What you should do:
Lay out the lines from the start of the records through the line containing "151L78 146L78 144L70" as a Markdown table with columns No. and Line, one row per line and no rows for blank lines. Omit the pictures from your answer.

* Start Information supplied *

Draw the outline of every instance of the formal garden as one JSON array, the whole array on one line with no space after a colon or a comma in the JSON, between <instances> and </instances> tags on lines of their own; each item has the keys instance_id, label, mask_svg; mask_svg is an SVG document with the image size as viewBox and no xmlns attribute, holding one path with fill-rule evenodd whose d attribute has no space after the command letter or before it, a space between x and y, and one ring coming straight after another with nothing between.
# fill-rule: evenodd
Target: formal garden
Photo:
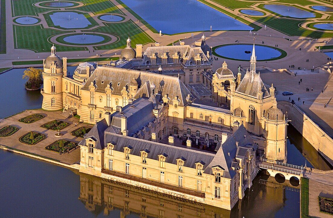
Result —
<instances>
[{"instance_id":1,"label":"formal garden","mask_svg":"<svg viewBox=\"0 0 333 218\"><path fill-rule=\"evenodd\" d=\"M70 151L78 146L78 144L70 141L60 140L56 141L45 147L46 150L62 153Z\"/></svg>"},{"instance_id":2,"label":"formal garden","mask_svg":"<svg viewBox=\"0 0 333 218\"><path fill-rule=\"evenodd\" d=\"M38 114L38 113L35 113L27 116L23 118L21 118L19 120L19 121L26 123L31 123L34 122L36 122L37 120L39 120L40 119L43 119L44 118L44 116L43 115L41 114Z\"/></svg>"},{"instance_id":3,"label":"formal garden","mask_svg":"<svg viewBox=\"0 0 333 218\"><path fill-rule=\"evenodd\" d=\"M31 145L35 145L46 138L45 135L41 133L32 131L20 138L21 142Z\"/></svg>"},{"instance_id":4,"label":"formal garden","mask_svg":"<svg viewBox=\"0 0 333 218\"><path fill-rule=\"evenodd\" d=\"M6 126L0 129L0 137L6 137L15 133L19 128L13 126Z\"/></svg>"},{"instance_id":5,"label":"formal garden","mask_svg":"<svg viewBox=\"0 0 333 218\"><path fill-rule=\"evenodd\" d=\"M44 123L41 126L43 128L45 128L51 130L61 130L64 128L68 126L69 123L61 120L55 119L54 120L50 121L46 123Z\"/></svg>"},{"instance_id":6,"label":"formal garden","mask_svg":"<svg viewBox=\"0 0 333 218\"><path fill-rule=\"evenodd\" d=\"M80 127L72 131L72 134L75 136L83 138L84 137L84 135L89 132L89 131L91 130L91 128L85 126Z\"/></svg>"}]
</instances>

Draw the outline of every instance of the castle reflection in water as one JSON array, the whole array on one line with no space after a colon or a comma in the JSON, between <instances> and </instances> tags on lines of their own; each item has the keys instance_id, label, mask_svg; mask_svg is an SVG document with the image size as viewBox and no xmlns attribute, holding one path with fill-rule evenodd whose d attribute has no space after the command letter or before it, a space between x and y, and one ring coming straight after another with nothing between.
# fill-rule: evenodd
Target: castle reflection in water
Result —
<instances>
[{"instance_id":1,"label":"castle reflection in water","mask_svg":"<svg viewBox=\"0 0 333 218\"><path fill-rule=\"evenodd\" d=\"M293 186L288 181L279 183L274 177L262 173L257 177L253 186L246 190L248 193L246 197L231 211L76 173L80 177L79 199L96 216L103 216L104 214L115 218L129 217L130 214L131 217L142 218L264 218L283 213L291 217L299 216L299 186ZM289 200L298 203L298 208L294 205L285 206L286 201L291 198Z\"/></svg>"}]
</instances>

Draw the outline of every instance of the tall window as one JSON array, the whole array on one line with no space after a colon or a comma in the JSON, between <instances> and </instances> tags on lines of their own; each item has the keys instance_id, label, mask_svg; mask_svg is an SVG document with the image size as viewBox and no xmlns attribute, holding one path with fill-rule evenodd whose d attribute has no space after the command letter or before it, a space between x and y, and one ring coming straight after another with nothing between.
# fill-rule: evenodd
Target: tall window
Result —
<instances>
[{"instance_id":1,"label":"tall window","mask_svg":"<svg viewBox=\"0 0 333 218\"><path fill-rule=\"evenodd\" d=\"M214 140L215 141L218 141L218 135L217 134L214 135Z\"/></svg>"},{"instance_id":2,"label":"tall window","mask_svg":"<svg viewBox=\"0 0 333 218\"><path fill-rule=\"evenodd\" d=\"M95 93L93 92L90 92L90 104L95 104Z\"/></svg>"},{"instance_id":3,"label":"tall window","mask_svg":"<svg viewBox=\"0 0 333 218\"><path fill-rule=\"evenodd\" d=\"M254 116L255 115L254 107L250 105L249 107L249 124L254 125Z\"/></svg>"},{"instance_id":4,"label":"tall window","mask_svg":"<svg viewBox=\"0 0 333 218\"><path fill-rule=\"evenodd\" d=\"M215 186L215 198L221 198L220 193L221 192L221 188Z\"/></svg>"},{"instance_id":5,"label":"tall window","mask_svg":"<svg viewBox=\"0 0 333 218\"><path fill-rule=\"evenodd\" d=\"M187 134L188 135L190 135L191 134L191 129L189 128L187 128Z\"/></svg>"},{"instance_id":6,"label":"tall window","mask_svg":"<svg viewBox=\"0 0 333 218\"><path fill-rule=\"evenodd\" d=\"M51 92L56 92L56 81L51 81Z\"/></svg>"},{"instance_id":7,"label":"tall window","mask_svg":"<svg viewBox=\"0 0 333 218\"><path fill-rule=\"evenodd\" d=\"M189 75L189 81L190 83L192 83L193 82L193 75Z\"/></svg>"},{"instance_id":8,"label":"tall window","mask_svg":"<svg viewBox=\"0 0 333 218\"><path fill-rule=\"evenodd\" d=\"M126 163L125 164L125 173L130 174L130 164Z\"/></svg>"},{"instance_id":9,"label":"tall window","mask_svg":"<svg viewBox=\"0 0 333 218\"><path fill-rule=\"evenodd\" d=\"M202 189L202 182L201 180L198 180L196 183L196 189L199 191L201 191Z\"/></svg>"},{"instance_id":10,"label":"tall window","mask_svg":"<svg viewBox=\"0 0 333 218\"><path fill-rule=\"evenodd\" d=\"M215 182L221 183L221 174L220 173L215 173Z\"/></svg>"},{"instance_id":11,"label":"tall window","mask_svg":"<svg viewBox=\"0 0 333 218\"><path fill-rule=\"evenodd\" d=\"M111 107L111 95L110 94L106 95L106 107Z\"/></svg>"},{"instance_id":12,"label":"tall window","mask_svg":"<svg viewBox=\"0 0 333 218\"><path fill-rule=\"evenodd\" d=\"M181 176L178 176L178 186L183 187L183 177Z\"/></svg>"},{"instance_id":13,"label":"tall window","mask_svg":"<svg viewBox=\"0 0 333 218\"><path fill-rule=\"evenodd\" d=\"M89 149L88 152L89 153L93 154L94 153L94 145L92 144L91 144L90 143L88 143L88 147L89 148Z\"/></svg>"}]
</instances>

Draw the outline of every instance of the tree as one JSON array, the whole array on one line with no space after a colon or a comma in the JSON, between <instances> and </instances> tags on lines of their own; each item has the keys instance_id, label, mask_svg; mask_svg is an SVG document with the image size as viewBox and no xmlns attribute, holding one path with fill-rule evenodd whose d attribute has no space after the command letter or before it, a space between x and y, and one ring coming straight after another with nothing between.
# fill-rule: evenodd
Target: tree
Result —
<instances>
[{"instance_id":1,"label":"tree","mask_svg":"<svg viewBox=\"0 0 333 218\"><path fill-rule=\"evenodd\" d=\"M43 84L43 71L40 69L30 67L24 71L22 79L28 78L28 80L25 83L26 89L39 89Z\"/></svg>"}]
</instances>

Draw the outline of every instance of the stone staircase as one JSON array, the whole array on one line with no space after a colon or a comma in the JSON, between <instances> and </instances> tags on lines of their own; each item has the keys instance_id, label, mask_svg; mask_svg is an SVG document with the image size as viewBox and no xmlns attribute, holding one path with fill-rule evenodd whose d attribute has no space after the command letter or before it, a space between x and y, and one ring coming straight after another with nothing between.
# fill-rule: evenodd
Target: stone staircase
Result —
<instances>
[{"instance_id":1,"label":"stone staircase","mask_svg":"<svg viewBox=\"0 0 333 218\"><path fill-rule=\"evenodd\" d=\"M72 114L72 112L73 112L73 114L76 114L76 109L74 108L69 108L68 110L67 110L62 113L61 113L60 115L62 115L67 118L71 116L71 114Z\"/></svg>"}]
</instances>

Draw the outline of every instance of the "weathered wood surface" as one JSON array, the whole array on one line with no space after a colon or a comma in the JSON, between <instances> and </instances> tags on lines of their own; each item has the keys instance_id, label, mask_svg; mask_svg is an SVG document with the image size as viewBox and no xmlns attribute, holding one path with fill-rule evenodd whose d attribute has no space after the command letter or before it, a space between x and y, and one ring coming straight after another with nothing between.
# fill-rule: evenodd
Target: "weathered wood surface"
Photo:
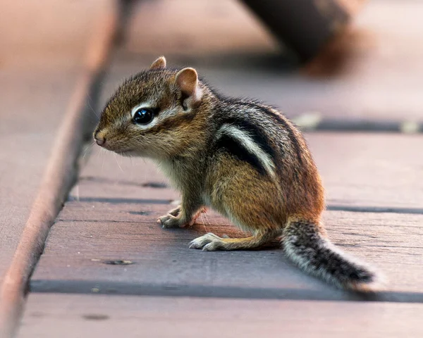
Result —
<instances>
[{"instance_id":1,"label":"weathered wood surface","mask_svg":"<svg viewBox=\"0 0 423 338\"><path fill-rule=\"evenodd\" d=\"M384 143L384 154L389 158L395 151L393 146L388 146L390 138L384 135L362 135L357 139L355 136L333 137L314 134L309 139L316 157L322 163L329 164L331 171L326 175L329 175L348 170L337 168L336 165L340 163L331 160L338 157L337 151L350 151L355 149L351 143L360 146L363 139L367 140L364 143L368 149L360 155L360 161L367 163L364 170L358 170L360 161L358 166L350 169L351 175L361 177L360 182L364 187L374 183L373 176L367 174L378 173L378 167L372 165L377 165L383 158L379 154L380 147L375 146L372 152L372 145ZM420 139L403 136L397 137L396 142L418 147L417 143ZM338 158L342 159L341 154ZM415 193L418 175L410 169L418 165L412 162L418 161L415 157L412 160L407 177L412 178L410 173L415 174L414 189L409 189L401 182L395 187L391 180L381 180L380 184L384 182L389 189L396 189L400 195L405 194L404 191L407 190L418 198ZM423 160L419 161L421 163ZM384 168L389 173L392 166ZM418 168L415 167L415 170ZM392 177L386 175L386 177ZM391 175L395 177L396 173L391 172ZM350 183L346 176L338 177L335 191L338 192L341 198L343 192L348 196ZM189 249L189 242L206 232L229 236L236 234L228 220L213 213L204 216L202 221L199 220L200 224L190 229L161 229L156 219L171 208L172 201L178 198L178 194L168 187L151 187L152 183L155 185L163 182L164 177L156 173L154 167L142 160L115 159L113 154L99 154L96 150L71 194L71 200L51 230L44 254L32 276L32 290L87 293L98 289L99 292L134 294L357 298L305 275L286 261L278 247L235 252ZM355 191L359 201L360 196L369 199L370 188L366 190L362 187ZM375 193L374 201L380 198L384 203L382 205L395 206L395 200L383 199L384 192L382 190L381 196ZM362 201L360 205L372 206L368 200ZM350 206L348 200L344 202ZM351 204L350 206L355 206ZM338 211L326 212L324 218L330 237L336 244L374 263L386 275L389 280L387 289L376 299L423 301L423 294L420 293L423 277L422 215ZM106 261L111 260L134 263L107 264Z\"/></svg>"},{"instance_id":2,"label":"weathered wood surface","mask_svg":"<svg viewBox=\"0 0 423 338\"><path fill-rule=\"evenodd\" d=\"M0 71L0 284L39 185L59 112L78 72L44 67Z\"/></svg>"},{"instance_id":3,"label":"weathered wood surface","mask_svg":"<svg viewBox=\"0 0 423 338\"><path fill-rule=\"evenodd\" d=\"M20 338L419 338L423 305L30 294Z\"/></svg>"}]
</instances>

* End Information supplied *

Expected output:
| No. | Line |
|---|---|
| 1 | Draw the outline of every instance of the formal garden as one JSON array, the whole array on one line with no space after a colon or a comma in the JSON, between <instances> and </instances> tags on lines of their own; each item has the keys instance_id, label, mask_svg; mask_svg is an SVG document with the image size as viewBox and no xmlns attribute, holding one path with fill-rule evenodd whose d attribute has no space after the command letter or before it, a space between x and y, and one ring coming straight after another with nothing between. |
| 2 | # fill-rule: evenodd |
| 3 | Target: formal garden |
| 4 | Photo: |
| 5 | Result — |
| 6 | <instances> |
| 7 | [{"instance_id":1,"label":"formal garden","mask_svg":"<svg viewBox=\"0 0 333 218\"><path fill-rule=\"evenodd\" d=\"M70 151L78 146L78 144L70 141L60 140L56 141L45 147L46 150L62 153Z\"/></svg>"},{"instance_id":2,"label":"formal garden","mask_svg":"<svg viewBox=\"0 0 333 218\"><path fill-rule=\"evenodd\" d=\"M38 114L38 113L35 113L27 116L23 118L21 118L19 120L19 121L26 123L31 123L34 122L36 122L37 120L39 120L40 119L43 119L44 118L44 116L43 115L41 114Z\"/></svg>"},{"instance_id":3,"label":"formal garden","mask_svg":"<svg viewBox=\"0 0 333 218\"><path fill-rule=\"evenodd\" d=\"M31 145L35 145L46 138L45 135L41 133L32 131L20 138L21 142Z\"/></svg>"},{"instance_id":4,"label":"formal garden","mask_svg":"<svg viewBox=\"0 0 333 218\"><path fill-rule=\"evenodd\" d=\"M6 126L0 129L0 137L6 137L15 133L19 128L13 126Z\"/></svg>"},{"instance_id":5,"label":"formal garden","mask_svg":"<svg viewBox=\"0 0 333 218\"><path fill-rule=\"evenodd\" d=\"M44 123L41 126L43 128L45 128L51 130L61 130L64 128L68 126L69 123L61 120L55 119L54 120L50 121L46 123Z\"/></svg>"},{"instance_id":6,"label":"formal garden","mask_svg":"<svg viewBox=\"0 0 333 218\"><path fill-rule=\"evenodd\" d=\"M80 127L72 131L72 134L75 136L83 138L84 137L84 135L89 132L89 131L91 130L91 128L85 126Z\"/></svg>"}] |